[Stored records]
=== Begin Enclosure ===

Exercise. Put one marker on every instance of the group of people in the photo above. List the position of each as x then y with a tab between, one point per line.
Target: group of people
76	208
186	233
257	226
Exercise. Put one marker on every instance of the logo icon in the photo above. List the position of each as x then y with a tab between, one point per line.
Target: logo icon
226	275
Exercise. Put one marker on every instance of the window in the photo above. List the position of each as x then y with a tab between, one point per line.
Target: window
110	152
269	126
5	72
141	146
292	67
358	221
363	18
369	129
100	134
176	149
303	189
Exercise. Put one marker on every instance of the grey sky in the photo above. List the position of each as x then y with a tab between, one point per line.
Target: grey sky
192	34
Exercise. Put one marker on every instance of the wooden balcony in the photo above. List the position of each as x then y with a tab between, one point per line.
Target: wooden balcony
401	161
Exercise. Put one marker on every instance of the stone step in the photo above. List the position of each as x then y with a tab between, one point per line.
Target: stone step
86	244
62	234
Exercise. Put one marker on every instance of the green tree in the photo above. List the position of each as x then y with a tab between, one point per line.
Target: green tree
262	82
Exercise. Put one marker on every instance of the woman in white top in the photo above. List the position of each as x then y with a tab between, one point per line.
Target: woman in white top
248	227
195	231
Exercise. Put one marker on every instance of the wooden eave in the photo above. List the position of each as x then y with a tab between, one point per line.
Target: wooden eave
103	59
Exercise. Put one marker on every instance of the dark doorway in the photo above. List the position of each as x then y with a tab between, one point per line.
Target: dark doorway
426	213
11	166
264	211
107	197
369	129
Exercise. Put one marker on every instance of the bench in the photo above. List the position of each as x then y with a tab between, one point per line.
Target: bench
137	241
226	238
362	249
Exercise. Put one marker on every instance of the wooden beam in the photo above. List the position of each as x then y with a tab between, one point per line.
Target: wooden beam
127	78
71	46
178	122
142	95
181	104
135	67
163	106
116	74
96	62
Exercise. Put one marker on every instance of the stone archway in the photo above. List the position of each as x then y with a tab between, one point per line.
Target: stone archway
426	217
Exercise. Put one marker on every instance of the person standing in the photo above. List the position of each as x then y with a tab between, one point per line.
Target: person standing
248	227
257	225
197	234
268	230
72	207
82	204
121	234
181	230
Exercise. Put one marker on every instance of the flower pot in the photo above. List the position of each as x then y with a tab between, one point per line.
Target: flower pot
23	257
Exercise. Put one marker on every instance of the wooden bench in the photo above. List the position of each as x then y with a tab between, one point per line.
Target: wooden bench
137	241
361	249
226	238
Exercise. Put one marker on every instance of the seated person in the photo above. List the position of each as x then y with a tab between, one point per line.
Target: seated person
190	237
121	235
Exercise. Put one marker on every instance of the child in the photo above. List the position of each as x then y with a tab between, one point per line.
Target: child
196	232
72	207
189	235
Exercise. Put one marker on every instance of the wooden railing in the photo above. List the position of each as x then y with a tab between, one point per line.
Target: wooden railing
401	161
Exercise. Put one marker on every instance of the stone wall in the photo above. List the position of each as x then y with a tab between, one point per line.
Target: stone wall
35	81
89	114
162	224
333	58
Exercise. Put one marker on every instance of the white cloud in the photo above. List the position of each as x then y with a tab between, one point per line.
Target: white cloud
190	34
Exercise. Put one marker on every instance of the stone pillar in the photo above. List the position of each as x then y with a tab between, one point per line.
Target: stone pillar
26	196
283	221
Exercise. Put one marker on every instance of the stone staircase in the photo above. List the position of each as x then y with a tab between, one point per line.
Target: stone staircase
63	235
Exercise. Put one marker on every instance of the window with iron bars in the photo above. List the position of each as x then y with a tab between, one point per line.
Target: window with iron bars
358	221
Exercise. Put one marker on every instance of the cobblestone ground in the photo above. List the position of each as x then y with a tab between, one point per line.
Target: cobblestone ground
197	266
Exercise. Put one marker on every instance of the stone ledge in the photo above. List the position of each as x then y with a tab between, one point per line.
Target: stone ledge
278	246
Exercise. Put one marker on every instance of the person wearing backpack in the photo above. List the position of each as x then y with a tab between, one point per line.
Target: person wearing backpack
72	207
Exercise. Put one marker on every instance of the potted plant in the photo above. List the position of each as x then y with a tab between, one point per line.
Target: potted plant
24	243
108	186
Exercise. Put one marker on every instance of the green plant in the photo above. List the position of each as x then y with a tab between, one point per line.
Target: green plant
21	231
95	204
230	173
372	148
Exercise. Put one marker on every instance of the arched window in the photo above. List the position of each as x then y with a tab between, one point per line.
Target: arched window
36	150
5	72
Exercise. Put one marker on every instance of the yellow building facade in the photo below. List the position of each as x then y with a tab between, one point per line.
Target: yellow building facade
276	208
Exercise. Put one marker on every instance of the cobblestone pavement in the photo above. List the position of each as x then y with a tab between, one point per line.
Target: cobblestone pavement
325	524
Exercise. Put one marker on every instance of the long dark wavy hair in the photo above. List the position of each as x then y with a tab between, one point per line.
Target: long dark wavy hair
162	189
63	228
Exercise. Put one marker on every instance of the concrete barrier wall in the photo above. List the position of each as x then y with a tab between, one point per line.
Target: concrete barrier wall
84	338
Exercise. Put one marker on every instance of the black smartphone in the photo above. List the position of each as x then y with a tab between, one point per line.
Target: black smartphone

=== End Enclosure ===

WHAT IS EXPECTED ▸ Locate the word "smartphone" in the records and collect each line it appears in.

WRITTEN ANSWER ▸
Exercise. Put one marker on every instance of the black smartphone in the photo above. List the position of each as x then y with a tab between, one point per line.
Target: black smartphone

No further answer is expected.